Point-per-instance localization data:
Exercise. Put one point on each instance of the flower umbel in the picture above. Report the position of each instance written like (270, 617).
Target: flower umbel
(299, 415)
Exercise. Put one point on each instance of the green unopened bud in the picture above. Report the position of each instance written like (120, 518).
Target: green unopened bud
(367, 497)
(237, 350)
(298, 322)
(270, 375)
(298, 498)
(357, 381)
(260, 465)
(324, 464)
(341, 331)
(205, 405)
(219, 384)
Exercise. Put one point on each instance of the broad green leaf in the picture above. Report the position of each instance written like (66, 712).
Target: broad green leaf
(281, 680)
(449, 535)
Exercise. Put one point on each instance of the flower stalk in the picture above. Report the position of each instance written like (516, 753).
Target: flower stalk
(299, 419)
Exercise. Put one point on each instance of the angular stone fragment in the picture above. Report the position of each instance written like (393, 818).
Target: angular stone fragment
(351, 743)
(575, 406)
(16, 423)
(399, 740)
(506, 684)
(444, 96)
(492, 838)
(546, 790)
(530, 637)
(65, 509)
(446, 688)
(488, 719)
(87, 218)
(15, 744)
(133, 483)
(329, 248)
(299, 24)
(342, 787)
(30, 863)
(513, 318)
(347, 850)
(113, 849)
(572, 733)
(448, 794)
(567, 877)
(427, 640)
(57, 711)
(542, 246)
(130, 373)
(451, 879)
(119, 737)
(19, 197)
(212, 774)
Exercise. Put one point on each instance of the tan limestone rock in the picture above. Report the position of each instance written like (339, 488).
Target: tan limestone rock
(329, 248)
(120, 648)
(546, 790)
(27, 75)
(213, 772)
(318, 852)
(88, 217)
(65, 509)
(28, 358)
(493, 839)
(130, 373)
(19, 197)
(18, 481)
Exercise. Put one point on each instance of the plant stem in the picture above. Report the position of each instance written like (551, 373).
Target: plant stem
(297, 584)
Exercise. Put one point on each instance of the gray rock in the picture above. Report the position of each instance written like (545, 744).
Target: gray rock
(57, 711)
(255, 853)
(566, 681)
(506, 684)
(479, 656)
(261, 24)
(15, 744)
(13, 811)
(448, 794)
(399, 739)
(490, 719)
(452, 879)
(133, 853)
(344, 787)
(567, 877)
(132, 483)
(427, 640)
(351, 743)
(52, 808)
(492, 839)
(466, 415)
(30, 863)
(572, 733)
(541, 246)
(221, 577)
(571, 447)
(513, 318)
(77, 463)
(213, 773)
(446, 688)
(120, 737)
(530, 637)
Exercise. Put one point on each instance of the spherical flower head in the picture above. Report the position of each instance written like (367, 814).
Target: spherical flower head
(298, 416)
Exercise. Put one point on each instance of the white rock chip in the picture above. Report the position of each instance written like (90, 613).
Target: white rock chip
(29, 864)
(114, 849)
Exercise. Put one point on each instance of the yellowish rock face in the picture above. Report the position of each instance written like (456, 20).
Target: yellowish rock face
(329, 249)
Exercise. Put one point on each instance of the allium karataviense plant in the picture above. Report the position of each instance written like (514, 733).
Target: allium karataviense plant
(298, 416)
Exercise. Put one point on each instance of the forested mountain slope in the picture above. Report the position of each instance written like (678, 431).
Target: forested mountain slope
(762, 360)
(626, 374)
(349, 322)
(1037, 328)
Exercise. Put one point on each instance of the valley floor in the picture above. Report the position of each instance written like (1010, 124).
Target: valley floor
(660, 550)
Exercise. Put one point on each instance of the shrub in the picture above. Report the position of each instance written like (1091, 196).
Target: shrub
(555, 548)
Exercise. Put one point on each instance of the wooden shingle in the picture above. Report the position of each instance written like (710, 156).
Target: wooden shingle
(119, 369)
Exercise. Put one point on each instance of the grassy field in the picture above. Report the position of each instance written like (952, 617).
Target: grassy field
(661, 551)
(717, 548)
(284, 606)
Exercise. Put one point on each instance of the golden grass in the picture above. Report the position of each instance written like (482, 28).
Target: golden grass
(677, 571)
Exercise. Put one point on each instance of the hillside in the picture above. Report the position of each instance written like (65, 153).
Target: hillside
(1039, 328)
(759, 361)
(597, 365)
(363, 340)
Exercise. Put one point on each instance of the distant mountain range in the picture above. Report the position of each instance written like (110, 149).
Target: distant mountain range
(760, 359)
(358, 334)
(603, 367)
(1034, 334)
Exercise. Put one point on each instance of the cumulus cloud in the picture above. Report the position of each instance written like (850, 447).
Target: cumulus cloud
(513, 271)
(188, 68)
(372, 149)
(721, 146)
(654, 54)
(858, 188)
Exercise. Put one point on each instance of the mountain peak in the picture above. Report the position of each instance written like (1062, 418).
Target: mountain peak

▸ Prompt
Print each entry exactly as it appears above.

▸ Expected answer
Exercise. Put one point on each instance of the flower umbel in the picture above. Report the position of each instance written like (270, 617).
Target: flower umbel
(299, 415)
Exercise. Put one point on each instance of the green unopened bud in the picture above. Report the position of each instance written like (120, 518).
Target: green unopened bud
(367, 497)
(237, 350)
(298, 322)
(270, 375)
(298, 498)
(357, 381)
(260, 465)
(324, 464)
(341, 331)
(205, 405)
(219, 384)
Exercise. Put one point on each instance of the broad green leaf in the picture above. Report the position of each instance written like (66, 712).
Target: broad green leaf
(281, 680)
(449, 535)
Exercise. Put one point on each instance of the flower stalk in the picture above. Report the position of each instance written like (516, 753).
Target: flower stalk
(299, 419)
Exercise. Put one point on each instance of the angular stone fragment in the picture above. Report the position of each instance written like (393, 818).
Target: angular stone fragment
(351, 743)
(575, 406)
(16, 423)
(399, 740)
(506, 684)
(444, 96)
(492, 838)
(546, 790)
(530, 637)
(65, 509)
(446, 688)
(488, 719)
(87, 218)
(15, 744)
(133, 483)
(329, 248)
(299, 24)
(342, 787)
(30, 863)
(513, 318)
(347, 850)
(113, 849)
(572, 733)
(448, 794)
(567, 877)
(427, 640)
(57, 711)
(542, 246)
(130, 373)
(451, 879)
(119, 737)
(19, 197)
(212, 774)
Exercise. Put one point on each instance of the tan limestone rock in the picture above. Report the position of each instance written like (339, 488).
Target: tan limestone rock
(329, 248)
(120, 648)
(546, 790)
(27, 75)
(213, 772)
(318, 852)
(88, 217)
(65, 509)
(28, 358)
(493, 839)
(130, 373)
(19, 197)
(18, 481)
Exercise. Put one point on each instance of the plant stem in the picture above. Report the position of each instance written like (551, 373).
Target: plant stem
(297, 584)
Exercise. Put one point on each instance of the gray rock in the picture above. Report the position of each instance written like (545, 744).
Target: gray rock
(57, 711)
(255, 853)
(566, 681)
(506, 684)
(479, 656)
(261, 24)
(15, 744)
(13, 811)
(448, 794)
(399, 739)
(490, 719)
(452, 879)
(133, 853)
(344, 787)
(567, 877)
(132, 483)
(427, 640)
(351, 743)
(52, 808)
(492, 839)
(466, 415)
(30, 863)
(572, 733)
(541, 246)
(221, 577)
(571, 447)
(513, 318)
(77, 463)
(213, 773)
(446, 688)
(120, 737)
(530, 637)
Exercise. Put one point on each instance of the spherical flower head in the picture above. Report the position of each instance written like (367, 814).
Target: spherical flower head
(298, 416)
Exercise. Put one point on each instance of the white rock chip in the picture above. Report the position of each instance written like (90, 613).
Target: white rock chip
(29, 864)
(114, 849)
Exercise. Put one point on each instance of the yellowish rock face in the picture above. Report the position of each instance written like (456, 20).
Target: yellowish rock face
(329, 249)
Exercise. Put one point on each instance of the allium karataviense plant in the picture above. Report the position of each instance written like (514, 733).
Target: allium karataviense plant
(298, 416)
Exercise. Put one point on each instance of the forested mountain slope in the picture above. Report the position of each instance written like (678, 431).
Target: forested mountain slope
(762, 360)
(626, 374)
(349, 322)
(1037, 328)
Exercise. Put one point on each instance of the valley floor in the picture above. Report the position of each instance written like (1010, 124).
Target: valley floor
(660, 550)
Exercise. Put one point on each instance of the shrub in the picture above. Report the position of each instance written like (1091, 196).
Target: shrub
(555, 548)
Exercise. Put one point on each instance of the wooden shingle in the picture above. Report the position of each instance written like (710, 156).
Target: wooden shingle
(119, 369)
Exercise. Put one point on each instance of the grassy field in the picture above. Report the position of each instance written like (952, 617).
Target: grassy field
(661, 551)
(717, 548)
(284, 606)
Exercise. Put one point on each instance of the golden grass in the picture above. Report the position of each instance written like (482, 28).
Target: golden grass
(677, 571)
Exercise. Put one point on each instance of the hillside in the picture above. Report the position of each instance written like (65, 153).
Target: hillside
(1039, 328)
(759, 361)
(597, 365)
(363, 340)
Exercise. Put one point on each instance of the distant mountain range in the picture above. Report the position of each instance written like (110, 149).
Target: distant mountain range
(760, 359)
(358, 334)
(603, 367)
(1034, 334)
Exercise. Put one point on each instance of the cumulus cloud in the picture above. Report the position of each instance written like (850, 447).
Target: cumulus cloud
(513, 271)
(188, 68)
(372, 149)
(721, 146)
(654, 54)
(858, 188)
Exercise. Put one point on each instance of the mountain peak in the picture above. Report the position of each instance written like (1062, 418).
Target: mountain peak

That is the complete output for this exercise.